> _STATED EXERCISE_
The required output consists solely of the lines from the line containing "of the wood" through the end of the records, copied exactly.

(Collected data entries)
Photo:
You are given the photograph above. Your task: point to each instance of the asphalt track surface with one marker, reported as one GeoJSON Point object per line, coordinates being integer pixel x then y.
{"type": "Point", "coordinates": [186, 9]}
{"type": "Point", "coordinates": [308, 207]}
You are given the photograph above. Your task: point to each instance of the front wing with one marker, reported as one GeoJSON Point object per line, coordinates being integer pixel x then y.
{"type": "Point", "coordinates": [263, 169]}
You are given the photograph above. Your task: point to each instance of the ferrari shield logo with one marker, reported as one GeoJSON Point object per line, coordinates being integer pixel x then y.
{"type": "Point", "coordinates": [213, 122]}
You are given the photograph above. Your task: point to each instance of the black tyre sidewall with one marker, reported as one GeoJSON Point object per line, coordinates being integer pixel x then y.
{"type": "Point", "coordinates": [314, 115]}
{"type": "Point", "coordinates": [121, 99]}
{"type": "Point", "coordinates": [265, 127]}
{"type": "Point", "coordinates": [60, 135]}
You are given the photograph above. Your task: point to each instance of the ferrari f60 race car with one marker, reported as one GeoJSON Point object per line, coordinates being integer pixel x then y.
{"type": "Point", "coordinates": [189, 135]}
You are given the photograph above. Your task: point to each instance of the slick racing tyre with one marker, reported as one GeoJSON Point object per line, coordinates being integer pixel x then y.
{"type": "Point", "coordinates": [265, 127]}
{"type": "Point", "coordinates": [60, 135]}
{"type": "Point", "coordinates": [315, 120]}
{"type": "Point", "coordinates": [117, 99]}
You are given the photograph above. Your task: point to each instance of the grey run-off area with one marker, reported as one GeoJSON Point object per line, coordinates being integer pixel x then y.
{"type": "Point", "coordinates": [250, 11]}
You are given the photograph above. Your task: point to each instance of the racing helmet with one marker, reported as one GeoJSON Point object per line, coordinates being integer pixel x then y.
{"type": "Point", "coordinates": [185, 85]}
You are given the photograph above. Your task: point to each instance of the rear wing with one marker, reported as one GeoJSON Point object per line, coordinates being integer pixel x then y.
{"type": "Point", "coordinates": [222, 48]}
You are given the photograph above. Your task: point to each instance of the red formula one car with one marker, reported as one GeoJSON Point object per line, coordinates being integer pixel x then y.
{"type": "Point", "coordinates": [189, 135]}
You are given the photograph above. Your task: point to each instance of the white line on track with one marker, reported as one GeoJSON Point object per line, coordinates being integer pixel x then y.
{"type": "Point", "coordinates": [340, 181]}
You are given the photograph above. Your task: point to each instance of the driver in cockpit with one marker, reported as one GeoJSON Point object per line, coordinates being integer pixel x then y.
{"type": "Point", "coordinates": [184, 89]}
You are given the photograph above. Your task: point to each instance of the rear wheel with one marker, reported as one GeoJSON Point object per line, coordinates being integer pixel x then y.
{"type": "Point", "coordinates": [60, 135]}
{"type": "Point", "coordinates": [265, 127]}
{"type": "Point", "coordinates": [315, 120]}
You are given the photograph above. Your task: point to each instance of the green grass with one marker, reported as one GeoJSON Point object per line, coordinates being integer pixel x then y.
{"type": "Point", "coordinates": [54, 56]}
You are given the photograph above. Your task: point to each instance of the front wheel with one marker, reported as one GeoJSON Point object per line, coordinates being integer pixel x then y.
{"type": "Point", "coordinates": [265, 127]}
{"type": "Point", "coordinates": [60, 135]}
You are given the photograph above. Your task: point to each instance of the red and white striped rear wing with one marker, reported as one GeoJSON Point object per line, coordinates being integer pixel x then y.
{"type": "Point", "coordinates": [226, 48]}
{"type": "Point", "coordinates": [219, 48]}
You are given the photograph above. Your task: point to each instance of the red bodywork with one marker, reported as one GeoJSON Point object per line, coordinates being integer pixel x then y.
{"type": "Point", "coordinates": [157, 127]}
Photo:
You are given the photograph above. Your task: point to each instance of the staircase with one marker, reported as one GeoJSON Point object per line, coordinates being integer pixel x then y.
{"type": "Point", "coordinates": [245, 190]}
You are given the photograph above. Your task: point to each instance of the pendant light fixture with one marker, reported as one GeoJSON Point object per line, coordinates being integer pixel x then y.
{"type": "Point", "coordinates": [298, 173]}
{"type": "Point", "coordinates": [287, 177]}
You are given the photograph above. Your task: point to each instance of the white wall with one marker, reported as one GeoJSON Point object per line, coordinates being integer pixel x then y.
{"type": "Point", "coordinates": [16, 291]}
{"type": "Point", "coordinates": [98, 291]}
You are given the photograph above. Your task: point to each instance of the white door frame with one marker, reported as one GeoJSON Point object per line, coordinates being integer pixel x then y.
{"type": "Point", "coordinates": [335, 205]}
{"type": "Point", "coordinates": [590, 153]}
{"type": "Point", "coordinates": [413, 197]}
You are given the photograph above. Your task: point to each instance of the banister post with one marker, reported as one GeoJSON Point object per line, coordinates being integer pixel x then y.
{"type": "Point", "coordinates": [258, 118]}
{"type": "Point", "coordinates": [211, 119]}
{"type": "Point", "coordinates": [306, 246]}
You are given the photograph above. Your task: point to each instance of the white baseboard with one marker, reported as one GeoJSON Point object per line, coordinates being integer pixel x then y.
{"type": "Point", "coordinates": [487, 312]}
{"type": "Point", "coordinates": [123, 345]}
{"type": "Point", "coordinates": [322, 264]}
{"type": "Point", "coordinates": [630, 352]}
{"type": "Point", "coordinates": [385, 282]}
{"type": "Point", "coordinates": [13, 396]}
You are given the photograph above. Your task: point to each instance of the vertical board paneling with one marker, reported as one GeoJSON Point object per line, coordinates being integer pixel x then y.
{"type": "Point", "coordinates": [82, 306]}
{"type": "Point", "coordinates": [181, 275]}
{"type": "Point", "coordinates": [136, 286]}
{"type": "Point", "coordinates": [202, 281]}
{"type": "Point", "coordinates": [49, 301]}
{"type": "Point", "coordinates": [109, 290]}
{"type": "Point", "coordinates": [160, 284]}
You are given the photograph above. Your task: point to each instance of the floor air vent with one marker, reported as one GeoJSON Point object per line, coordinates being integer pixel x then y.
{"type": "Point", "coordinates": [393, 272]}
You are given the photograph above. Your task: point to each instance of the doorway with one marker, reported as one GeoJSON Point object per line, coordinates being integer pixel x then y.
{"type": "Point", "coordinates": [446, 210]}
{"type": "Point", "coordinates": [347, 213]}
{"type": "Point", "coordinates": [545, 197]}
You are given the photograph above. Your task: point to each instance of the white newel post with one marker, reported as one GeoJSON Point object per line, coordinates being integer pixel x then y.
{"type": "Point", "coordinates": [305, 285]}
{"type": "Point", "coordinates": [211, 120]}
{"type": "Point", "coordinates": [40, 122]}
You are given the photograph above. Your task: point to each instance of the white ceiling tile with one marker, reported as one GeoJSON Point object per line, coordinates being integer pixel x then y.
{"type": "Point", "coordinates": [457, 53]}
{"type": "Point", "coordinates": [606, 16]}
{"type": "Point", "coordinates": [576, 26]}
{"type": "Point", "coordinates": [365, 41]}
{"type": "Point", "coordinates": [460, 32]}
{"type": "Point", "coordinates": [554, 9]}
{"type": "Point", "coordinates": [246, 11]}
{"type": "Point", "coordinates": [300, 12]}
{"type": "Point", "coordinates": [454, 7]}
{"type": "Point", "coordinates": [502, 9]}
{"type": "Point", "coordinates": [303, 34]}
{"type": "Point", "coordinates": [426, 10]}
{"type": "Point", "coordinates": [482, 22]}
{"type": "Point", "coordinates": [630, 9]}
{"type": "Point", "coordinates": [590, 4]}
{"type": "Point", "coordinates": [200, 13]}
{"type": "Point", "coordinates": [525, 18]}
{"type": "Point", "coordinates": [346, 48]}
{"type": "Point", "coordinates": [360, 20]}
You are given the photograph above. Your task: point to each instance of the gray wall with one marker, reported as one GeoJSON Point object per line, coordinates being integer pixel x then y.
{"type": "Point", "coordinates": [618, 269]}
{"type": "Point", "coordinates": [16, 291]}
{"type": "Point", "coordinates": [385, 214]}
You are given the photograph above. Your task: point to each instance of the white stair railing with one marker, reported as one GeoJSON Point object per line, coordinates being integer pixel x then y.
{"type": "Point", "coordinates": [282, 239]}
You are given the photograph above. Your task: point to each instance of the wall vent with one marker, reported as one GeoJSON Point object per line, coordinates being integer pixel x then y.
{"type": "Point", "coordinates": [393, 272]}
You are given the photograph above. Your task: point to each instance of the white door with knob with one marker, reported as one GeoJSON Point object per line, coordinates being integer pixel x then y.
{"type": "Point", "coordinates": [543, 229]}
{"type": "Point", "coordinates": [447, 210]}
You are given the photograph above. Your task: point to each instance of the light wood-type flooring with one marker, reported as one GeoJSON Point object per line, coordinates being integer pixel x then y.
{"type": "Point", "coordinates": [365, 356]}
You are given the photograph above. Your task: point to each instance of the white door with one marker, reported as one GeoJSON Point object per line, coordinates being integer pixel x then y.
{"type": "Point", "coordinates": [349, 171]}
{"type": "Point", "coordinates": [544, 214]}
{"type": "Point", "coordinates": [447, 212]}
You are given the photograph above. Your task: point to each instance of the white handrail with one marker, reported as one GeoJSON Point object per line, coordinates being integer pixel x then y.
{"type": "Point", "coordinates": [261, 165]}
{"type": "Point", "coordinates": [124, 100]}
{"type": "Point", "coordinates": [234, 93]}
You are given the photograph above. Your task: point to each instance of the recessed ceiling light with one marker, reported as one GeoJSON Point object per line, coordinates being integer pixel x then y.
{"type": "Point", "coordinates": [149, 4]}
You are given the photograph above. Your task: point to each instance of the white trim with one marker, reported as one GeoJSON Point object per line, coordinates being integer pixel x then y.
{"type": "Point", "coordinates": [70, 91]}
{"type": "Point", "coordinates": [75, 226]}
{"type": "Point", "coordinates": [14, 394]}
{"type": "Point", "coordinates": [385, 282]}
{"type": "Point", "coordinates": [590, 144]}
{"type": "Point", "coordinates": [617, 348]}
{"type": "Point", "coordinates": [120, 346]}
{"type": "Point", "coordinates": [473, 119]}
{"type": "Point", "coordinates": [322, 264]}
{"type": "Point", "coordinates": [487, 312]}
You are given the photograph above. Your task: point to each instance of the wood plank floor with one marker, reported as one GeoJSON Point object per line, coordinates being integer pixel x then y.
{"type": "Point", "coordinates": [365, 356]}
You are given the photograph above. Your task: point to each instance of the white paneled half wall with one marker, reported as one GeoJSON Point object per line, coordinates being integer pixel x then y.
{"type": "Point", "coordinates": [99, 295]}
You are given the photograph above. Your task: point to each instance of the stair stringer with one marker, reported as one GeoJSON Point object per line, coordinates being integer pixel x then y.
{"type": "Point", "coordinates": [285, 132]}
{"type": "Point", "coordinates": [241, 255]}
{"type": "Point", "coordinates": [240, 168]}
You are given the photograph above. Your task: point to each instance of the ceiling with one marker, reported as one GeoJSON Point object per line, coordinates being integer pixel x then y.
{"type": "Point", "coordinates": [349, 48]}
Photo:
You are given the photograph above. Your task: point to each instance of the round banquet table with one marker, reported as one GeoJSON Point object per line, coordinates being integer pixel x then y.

> _ANSWER_
You are given the photograph above. Your task: point to each instance of the wood plank floor with one marker, reported as one GeoJSON Point object per line, coordinates being integer pixel x then y.
{"type": "Point", "coordinates": [365, 356]}
You are given the photograph above. Your task: point to each instance of the white paneled half wall with one marker, reported as one GeoJSON Point object per line, coordinates being integer pixel x then y.
{"type": "Point", "coordinates": [99, 295]}
You are given the photograph above. Your task: point to each instance of the stair stringer with one marker, reported as one GeoJSON Point object per line, coordinates being integer pixel x then y.
{"type": "Point", "coordinates": [285, 132]}
{"type": "Point", "coordinates": [241, 255]}
{"type": "Point", "coordinates": [240, 168]}
You are given the photograph above. Your task: point to each instance of the ceiling with one marker, reported as one GeoJSON Point object per line, coordinates being integer pixel x then y.
{"type": "Point", "coordinates": [349, 48]}
Photo:
You are given the photograph above. Your task: point to each instance of the round banquet table with one marker, reported as one GeoJSON Point object per line, coordinates being integer pixel x then y.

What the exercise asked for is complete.